Rewrite each line of the data below as a numbered list, omitting any blank lines.
-- -- --
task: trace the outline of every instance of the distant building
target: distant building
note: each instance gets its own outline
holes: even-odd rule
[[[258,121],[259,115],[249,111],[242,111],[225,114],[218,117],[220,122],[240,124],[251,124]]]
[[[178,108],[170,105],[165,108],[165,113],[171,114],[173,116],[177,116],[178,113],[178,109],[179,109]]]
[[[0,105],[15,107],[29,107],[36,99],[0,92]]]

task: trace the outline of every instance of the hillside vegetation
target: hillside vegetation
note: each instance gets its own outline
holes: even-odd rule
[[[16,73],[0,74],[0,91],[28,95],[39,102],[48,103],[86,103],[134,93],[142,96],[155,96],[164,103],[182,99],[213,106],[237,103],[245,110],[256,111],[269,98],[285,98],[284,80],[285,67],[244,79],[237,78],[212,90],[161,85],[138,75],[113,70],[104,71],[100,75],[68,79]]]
-- -- --
▸ Exercise solution:
1. task: trace the outline of every instance of the distant building
2. target: distant building
3. note: each instance gets its own outline
4. holes: even-odd rule
5. [[[258,121],[259,115],[249,111],[242,111],[225,114],[218,117],[220,122],[240,124],[251,124]]]
6. [[[178,108],[170,105],[165,108],[165,113],[171,114],[173,116],[177,116],[178,113],[178,109],[179,109]]]
7. [[[0,105],[15,107],[29,107],[36,99],[0,92]]]
8. task: trace the outline of every instance of the hillside vegetation
9. target: hillside vegetation
10. note: each instance gets its own outline
11. holes: even-odd rule
12. [[[16,73],[0,74],[0,91],[28,95],[39,102],[48,103],[86,103],[134,93],[142,96],[155,96],[164,103],[182,99],[213,106],[237,103],[245,110],[256,111],[269,98],[285,98],[284,80],[285,67],[244,79],[237,78],[212,90],[161,85],[138,75],[113,70],[104,71],[100,75],[68,79]]]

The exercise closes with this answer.